_Task goal_
Extract every line of the rows below that contains the word "water", copying each one unchanged.

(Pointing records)
>>>

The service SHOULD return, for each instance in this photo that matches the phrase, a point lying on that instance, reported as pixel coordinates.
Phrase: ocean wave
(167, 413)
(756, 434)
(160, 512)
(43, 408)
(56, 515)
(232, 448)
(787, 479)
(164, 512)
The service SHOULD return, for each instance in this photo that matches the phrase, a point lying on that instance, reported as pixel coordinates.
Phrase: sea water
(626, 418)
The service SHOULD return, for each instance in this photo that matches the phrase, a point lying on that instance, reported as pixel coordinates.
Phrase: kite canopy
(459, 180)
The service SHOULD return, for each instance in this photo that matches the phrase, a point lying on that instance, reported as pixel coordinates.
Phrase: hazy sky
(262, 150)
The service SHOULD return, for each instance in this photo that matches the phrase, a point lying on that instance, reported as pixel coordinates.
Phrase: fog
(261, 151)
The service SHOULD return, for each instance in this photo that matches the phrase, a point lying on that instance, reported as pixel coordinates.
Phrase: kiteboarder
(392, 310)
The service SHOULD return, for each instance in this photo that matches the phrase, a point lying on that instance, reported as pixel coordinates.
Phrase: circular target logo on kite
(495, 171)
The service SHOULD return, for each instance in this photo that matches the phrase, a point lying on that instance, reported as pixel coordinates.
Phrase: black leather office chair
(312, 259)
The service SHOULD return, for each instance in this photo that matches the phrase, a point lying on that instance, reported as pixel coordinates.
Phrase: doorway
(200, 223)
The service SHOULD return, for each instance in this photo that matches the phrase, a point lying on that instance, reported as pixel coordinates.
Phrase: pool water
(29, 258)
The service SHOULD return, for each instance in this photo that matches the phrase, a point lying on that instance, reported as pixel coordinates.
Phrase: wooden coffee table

<<<
>>>

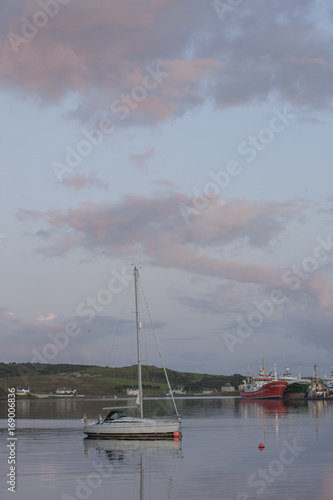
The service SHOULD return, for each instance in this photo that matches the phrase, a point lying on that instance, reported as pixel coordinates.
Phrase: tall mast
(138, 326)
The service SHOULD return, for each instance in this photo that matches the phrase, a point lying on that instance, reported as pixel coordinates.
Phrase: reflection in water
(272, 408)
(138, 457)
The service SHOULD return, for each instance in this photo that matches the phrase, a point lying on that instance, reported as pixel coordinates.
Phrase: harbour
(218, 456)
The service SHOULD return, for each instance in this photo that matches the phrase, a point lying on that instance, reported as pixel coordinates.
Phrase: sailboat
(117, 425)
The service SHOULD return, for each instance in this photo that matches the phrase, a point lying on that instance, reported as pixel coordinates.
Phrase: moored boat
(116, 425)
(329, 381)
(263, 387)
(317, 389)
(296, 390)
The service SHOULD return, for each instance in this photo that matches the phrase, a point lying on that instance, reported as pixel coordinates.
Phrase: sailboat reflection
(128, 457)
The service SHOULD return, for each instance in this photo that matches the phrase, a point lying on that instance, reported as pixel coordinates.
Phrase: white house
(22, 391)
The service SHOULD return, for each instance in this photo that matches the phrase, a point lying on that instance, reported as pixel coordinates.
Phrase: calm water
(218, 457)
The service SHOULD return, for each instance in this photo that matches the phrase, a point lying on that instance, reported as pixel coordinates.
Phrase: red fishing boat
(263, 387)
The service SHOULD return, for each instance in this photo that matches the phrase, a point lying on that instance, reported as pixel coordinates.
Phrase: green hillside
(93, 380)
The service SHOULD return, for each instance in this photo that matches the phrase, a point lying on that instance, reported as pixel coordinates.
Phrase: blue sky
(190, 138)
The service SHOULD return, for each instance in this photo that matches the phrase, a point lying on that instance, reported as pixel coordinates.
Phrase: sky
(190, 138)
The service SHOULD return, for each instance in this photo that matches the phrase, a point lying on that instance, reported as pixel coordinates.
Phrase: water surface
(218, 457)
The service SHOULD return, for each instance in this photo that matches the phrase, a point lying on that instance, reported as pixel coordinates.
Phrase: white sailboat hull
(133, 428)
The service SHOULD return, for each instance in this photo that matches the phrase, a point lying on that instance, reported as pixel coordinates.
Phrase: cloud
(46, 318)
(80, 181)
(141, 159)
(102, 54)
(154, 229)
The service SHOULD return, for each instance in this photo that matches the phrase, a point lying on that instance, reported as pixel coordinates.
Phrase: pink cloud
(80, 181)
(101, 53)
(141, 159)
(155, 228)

<<<

_Solution to this problem_
Phrase: sea water
Phrase: pool water
Phrase: reflection in water
Phrase: calm water
Phrase: water surface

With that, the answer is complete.